Class name object name (of you choice) AnalogSmooth IRsensor;

now that we have a object name we just need to call that object name + the method we want to use

so IRsensor.Smooth_setup(); and BAM the IR sensor is set up and ready to have its input be smoothed and have some of the extra noise removed.

this page will show the brake down on the layers to a class

[OLLYDOTDEV]

next step is to take this smoothing code and add it into the main testing code as talked about here https://github.com/OLLYDOTDEV/Project-Birdseye-DTX-2020/issues/12#issuecomment-660609183

[OLLYDOTDEV]

well adding the smooth class to the header file went smoothly and there was no issue with it. but having a reliable data source revealed that the logic for the code was floored and needed to be revamped. eg i missed name a variable and was when it was looking if a status went high it would loop as once it was toggle high there was no method and plays for it to be reset

so started off I have added a part just for debugging to allow me to find issues with more ease with developing this code

verbose debug

otherwise here is the heart of it

// IR code 
IR_DATA = IRsensor.Smooth(IR_OUT);

if(IR_DATA < IR_Threshold){
// if this if statement activates that means that the sensor has been triggered  
IR_Status = 1;
}else{
IR_Status = 0;  
}

// pir code
Pir_Data = digitalRead(Pir_Out);
if(Pir_Data == 1){ // if PIR sensor actavated then set the alert status to active (true)
Pir_Status=1;
}else{
Pir_Status=0;  
}

if(Pir_Status || IR_Status == 1){
Alert_Status = 1;
// then send out alert to relay 
// sensors have been triggered
}else{
Alert_Status = 0;
// no sensor actived no nothing
}

this just allows the atmega328 work out that sensors have been triggered.

it all works all and great as if either of the sensors gets activated the alert status is activated that will in time link into the #17

but it has one issue and that is the fact on startup IR Data is all way at the around of value of 110 see pastbin for full log. but in short, it starts at a low value and slowly fills up the array smooth before stabilizing. further investigation will be conducted tomorrow.

[OLLYDOTDEV]

So first off before I can fix the issue I must work out what is the cause of the issue. The issue was found by looking at the output of the variables that get utilize with averaging in the smooth.h file

the point where the error was found was here _average = _total / _numReadings; this line of code takes the total of the past x reading and calculates the average value (hence the class name analogsmoothing)

So ways to counter this there was a handful of options considered.

1. change the values of assisted variables. In this case, the only variables that have an effect on the average value are _total and _numReadings and editing these would brake the rest of the system there for this rules out this option,

2. fully rewrite the logic of the averaging system. the rest of the system is just fine so no need to remake the whole thing to just get this small part to work so I won't be using this.

3. wait for x time (eg 10sec ) worth of data to pass be for allowing the alert system to be activated. Yes is an option that can work but I reckon I can find a quicker more time-efficient method.

4. once x amount has values have pasted then allow alerts to be sent. I have decided to go with a variation of this sort of design.

WHAT IS ASKED:
In the sensor smoothing thread, which line of code was identified as the point where the error was found? Rely only on the sensor smoothing thread for your answer.

Collection entries:
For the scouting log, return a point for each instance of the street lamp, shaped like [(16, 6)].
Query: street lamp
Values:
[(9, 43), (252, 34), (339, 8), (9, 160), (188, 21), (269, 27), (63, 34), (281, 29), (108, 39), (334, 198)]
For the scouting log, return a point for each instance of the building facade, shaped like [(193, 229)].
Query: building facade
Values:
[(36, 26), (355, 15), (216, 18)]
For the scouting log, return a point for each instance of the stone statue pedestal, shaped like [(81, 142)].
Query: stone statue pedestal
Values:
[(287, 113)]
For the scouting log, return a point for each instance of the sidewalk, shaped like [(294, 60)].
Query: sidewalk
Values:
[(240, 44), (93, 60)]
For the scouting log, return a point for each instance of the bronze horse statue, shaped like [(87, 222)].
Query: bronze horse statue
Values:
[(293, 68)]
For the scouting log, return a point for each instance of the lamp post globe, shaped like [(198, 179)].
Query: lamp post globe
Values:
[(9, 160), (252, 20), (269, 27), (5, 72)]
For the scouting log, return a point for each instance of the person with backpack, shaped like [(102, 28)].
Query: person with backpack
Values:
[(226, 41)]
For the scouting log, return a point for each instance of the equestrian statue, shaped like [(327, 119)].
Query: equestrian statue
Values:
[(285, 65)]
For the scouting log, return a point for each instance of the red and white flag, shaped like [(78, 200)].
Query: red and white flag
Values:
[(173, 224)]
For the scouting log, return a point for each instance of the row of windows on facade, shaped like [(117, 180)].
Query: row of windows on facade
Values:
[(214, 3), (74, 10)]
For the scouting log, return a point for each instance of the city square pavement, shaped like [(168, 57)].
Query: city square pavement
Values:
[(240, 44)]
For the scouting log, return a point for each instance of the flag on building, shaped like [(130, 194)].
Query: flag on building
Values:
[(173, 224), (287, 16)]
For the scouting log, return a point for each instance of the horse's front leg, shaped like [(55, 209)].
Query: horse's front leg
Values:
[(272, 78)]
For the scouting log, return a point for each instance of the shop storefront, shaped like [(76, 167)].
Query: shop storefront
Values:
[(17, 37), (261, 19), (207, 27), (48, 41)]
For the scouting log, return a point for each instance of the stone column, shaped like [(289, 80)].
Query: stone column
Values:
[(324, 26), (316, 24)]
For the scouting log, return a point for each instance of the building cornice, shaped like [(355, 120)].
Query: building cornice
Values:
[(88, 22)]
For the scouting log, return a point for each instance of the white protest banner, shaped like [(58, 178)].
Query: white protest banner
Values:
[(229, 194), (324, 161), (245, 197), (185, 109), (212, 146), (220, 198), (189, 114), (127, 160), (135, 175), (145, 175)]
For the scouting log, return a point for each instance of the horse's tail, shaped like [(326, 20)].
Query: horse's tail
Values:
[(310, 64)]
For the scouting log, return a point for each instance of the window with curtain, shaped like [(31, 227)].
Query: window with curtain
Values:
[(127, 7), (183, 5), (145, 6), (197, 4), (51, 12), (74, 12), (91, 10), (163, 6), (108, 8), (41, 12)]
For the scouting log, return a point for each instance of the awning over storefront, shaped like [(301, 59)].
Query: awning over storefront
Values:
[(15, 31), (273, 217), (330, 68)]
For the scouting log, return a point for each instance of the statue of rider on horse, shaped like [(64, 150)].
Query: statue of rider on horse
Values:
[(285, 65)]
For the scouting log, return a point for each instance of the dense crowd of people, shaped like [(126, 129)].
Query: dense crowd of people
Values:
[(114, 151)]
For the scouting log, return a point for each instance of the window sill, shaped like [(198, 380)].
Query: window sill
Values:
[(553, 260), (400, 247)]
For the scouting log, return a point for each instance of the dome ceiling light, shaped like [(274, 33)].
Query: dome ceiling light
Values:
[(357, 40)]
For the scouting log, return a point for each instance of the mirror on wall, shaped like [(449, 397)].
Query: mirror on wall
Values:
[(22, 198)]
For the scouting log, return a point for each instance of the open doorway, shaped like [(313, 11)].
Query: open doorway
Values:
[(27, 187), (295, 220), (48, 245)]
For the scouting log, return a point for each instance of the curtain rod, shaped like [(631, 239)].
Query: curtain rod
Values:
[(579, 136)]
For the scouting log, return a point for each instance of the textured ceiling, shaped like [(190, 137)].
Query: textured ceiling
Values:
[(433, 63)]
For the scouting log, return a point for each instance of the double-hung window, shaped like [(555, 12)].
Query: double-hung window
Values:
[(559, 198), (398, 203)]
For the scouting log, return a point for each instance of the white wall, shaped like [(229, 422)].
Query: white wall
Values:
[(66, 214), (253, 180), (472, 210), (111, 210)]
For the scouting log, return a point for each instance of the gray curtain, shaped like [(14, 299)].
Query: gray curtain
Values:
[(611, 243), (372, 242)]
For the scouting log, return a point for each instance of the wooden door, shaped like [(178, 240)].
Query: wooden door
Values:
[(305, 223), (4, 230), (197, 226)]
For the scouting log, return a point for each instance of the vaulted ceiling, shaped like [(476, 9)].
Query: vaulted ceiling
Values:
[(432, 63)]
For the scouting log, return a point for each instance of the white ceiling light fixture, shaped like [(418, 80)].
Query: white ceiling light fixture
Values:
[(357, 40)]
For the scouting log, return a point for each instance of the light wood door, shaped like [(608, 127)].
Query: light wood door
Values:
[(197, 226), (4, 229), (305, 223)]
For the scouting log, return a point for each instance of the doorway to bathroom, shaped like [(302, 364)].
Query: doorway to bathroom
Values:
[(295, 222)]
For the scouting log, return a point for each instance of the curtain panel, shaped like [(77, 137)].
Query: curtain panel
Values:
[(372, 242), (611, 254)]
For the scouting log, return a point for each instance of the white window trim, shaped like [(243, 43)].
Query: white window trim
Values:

COMPLETED EXERCISE:
_average = _total / _numReadings;